--- Document extract ---
There is also a cudnn package
sudo pacman -S cuda cudnn is all it takes

3 Likes

Thank you, haven’t seen it. I’m new to Manjaro, therefore have done it in the traditional way. :smiley: , so to speak…

2 Likes

Actually, this is one of the reasons on why I switched from ubuntu to manjaro, it was an absolute nightmare to install cuda on this distro a couple years ago, whereas on manjaro or any arch based distro, it’s like installing any package.
The funny part is that it should be the other way since nvidia does not even support arch…

1 Like

My situation: pytorch by default supports cuda 11.7, but, alternatively, also provides support for 11.8. I need 11.8 because 11.7 does not support the native capabilities of my card. Whereas 11.7 is in AUR, 11.8 is not.

This is the Arch git recipe:

CUDA

git clone https://gitlab.archlinux.org/archlinux/packaging/packages/cuda.git
cd cuda
git tag --list

chose the right version from the list

git switch --detach 11.8.0-1

edit PDKBUILD to change gcc version if required
cuda 11.8 is incompatible with ggc 13
I installed gcc 11 from AUR (yay gcc11)

--- What is asked ---
[a] Reproduce word for word the passage of the text on installing CUDA from "Thank you, haven’t" up to and including "11.8 is not.".
[b] Turn the rows from the line with "Find and box gravel" up to and including the line with "[439,106,473,149]" into a numbered list, leaving out any blank lines.

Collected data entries

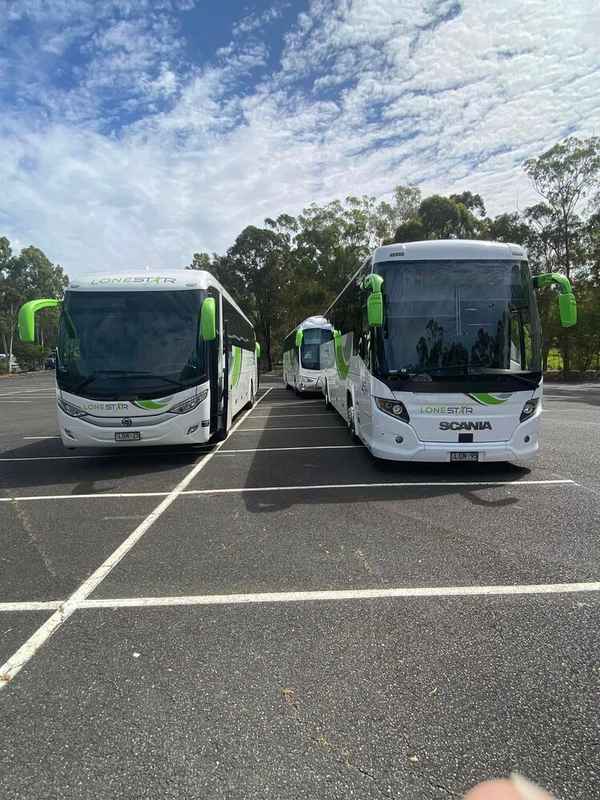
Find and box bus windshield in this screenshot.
[56,290,206,399]
[300,328,333,369]
[376,260,541,375]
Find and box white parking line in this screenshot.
[0,389,270,689]
[0,600,62,612]
[263,400,325,408]
[218,444,364,456]
[254,411,333,419]
[236,422,348,433]
[0,478,586,503]
[0,444,216,462]
[80,581,600,608]
[0,581,600,612]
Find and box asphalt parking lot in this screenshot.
[0,373,600,800]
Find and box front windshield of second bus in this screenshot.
[56,290,206,399]
[376,260,541,376]
[300,328,333,370]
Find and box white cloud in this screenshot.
[0,0,600,273]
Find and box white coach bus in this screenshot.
[19,270,260,448]
[283,317,334,393]
[324,240,577,462]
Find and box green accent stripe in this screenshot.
[133,400,169,411]
[467,392,508,406]
[231,345,242,386]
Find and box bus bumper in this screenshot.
[58,404,210,449]
[365,415,540,463]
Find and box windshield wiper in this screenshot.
[73,369,188,394]
[387,365,538,388]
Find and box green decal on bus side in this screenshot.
[231,345,242,386]
[467,392,508,406]
[333,331,350,380]
[133,400,171,411]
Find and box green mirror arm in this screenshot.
[200,297,217,342]
[17,297,62,342]
[333,331,350,379]
[362,273,383,328]
[533,272,577,328]
[363,273,383,292]
[533,272,573,294]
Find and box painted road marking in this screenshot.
[0,600,62,611]
[254,411,333,419]
[0,581,600,612]
[80,581,600,608]
[0,389,270,689]
[237,422,348,433]
[0,478,586,503]
[218,444,364,456]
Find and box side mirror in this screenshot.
[200,297,217,342]
[367,292,383,328]
[363,274,383,328]
[558,292,577,328]
[333,331,350,380]
[533,272,577,328]
[17,297,62,342]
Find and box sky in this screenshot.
[0,0,600,276]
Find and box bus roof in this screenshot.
[65,269,254,327]
[373,239,527,263]
[283,316,333,339]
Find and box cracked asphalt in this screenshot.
[0,373,600,800]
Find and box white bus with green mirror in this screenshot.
[283,317,334,394]
[324,240,577,462]
[19,270,260,448]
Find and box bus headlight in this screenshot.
[56,397,87,417]
[169,389,208,414]
[374,397,410,422]
[519,397,539,422]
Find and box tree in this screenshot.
[394,217,427,243]
[219,225,289,369]
[419,194,480,239]
[186,253,212,271]
[525,136,600,278]
[525,136,600,375]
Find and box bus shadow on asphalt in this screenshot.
[0,441,213,494]
[237,400,531,514]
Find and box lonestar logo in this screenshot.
[90,275,177,286]
[440,420,492,431]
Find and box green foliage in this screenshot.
[178,137,600,380]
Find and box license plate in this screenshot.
[115,431,142,442]
[450,453,479,461]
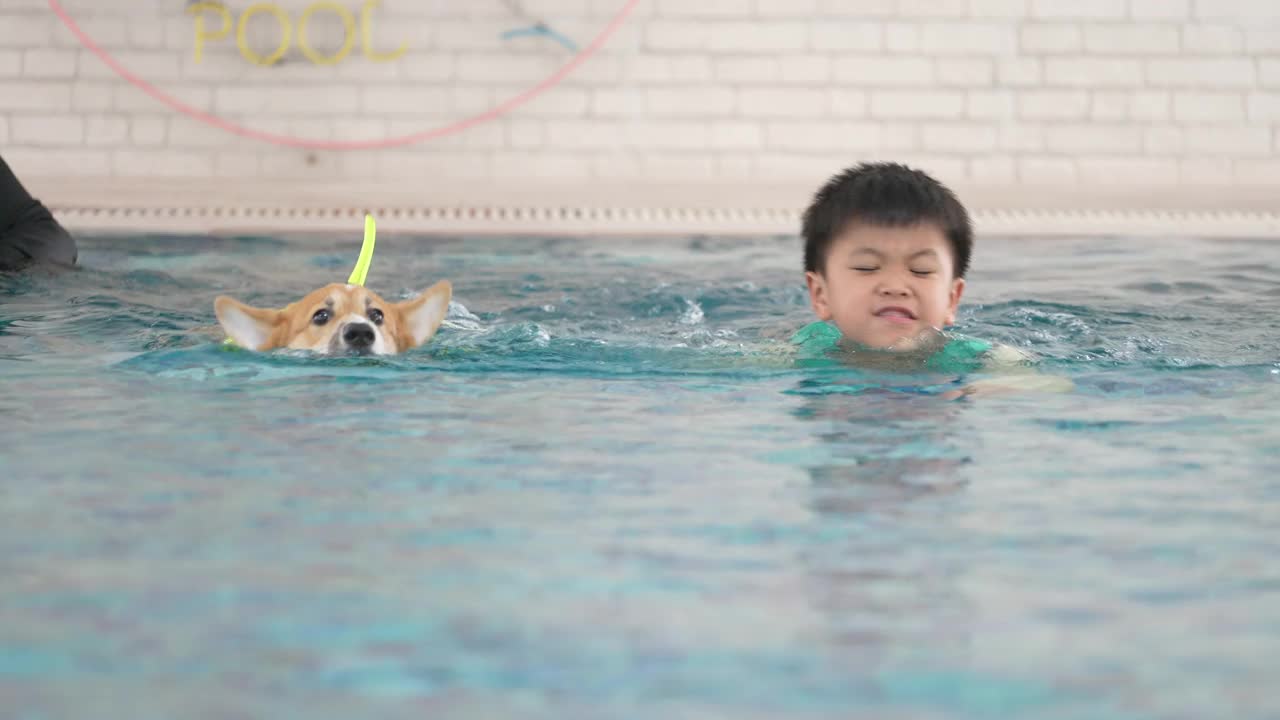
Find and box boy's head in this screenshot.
[803,163,973,350]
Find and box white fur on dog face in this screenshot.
[214,281,453,355]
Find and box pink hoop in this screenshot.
[49,0,640,150]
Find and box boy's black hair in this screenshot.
[801,163,973,278]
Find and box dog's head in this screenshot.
[214,281,453,355]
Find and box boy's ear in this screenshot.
[214,296,283,350]
[396,281,453,350]
[947,278,964,325]
[804,270,831,320]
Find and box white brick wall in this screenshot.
[0,0,1280,186]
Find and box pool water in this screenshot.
[0,234,1280,720]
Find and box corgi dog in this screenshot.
[214,281,453,355]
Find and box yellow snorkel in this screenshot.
[223,213,378,347]
[347,214,378,287]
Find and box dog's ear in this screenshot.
[396,281,453,350]
[214,296,284,350]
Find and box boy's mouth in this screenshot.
[876,305,915,324]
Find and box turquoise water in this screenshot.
[0,234,1280,720]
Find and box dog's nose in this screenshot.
[342,323,374,347]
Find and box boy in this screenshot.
[792,163,1061,389]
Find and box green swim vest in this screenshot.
[791,320,992,373]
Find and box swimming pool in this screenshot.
[0,234,1280,720]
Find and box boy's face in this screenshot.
[805,223,964,350]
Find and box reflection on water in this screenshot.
[0,236,1280,720]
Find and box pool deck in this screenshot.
[23,177,1280,238]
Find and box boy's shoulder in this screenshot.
[791,320,1032,369]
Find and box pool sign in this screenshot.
[49,0,640,150]
[187,0,408,65]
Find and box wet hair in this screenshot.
[801,163,973,278]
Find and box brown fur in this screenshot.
[214,281,453,354]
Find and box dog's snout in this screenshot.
[342,323,374,347]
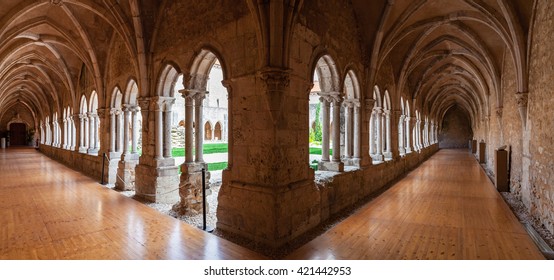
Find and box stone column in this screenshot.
[154,99,163,160]
[405,116,412,154]
[353,102,362,161]
[123,105,131,155]
[87,113,96,153]
[344,101,354,159]
[109,109,116,153]
[319,97,331,161]
[194,92,204,163]
[398,115,406,155]
[162,97,175,158]
[373,107,383,161]
[332,95,342,162]
[131,106,139,154]
[62,119,68,149]
[385,110,392,158]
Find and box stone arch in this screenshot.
[204,121,213,141]
[214,121,223,140]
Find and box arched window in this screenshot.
[214,122,222,141]
[381,90,392,160]
[369,86,384,163]
[87,91,100,155]
[123,80,142,154]
[110,87,124,153]
[343,70,361,165]
[306,55,340,171]
[204,121,212,141]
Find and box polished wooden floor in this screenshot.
[288,150,544,259]
[0,149,265,259]
[0,149,543,259]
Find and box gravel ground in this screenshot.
[111,171,221,228]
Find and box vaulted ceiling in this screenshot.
[0,0,534,129]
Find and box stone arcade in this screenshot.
[0,0,554,253]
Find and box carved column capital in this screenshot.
[516,92,529,108]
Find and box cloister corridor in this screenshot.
[0,148,543,260]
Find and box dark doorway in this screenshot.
[10,123,27,146]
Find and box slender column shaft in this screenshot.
[369,110,376,155]
[344,106,354,158]
[405,116,412,153]
[194,95,204,162]
[375,108,383,155]
[123,108,131,155]
[353,105,362,159]
[110,110,116,152]
[131,109,139,154]
[321,98,330,161]
[163,109,172,158]
[185,97,194,163]
[154,104,163,159]
[385,110,392,155]
[332,100,341,162]
[398,115,406,154]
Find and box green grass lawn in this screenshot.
[310,147,333,155]
[208,162,227,171]
[171,143,229,157]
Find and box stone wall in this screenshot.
[524,0,554,232]
[439,106,473,149]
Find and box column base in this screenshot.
[115,158,138,191]
[217,180,321,249]
[173,162,211,215]
[317,161,344,172]
[371,154,383,162]
[135,164,179,204]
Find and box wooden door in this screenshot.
[10,123,27,146]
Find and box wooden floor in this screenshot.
[0,149,543,259]
[0,149,265,259]
[288,150,544,259]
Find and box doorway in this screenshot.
[10,123,27,146]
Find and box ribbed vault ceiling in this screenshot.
[0,0,534,130]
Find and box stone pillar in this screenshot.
[79,114,87,153]
[123,105,131,155]
[318,92,344,172]
[332,96,342,162]
[343,101,354,160]
[353,102,362,165]
[87,113,97,154]
[133,96,179,204]
[154,99,163,160]
[69,116,77,151]
[384,110,392,159]
[162,97,175,158]
[319,97,331,161]
[373,107,383,161]
[398,115,406,155]
[181,90,194,163]
[130,106,139,154]
[405,116,412,154]
[194,92,206,163]
[109,109,117,153]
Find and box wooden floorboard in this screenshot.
[287,150,544,259]
[0,149,543,260]
[0,148,266,259]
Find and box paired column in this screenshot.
[123,105,131,155]
[332,95,342,162]
[319,96,331,161]
[405,116,412,153]
[398,115,406,155]
[385,110,392,158]
[194,92,206,162]
[131,106,140,154]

--- Solutions to the problems ---
[a]
Thank you, haven’t seen it. I’m new to Manjaro, therefore have done it in the traditional way. :smiley: , so to speak…

2 Likes

Actually, this is one of the reasons on why I switched from ubuntu to manjaro, it was an absolute nightmare to install cuda on this distro a couple years ago, whereas on manjaro or any arch based distro, it’s like installing any package.
The funny part is that it should be the other way since nvidia does not even support arch…

1 Like

My situation: pytorch by default supports cuda 11.7, but, alternatively, also provides support for 11.8. I need 11.8 because 11.7 does not support the native capabilities of my card. Whereas 11.7 is in AUR, 11.8 is not.

[b]
1. Find and box gravel ground in this screenshot.
2. [111,171,221,228]
3. Find and box vaulted ceiling in this screenshot.
4. [0,0,534,129]
5. Find and box stone arcade in this screenshot.
6. [0,0,554,253]
7. Find and box carved column capital in this screenshot.
8. [516,92,529,108]
9. Find and box cloister corridor in this screenshot.
10. [0,148,543,260]
11. Find and box dark doorway in this screenshot.
12. [10,123,27,146]
13. Find and box slender column shaft in this screenshot.
14. [369,110,376,155]
15. [344,106,354,158]
16. [405,116,412,153]
17. [194,95,204,162]
18. [375,108,383,155]
19. [123,108,131,155]
20. [353,105,362,159]
21. [110,110,116,152]
22. [131,109,139,154]
23. [321,98,330,161]
24. [163,109,172,158]
25. [185,97,194,163]
26. [154,104,163,159]
27. [385,110,392,155]
28. [332,100,341,162]
29. [398,115,406,154]
30. Find and box green grass lawn in this screenshot.
31. [310,147,333,155]
32. [208,162,227,171]
33. [171,143,229,157]
34. Find and box stone wall in this screenshot.
35. [524,0,554,232]
36. [439,106,473,149]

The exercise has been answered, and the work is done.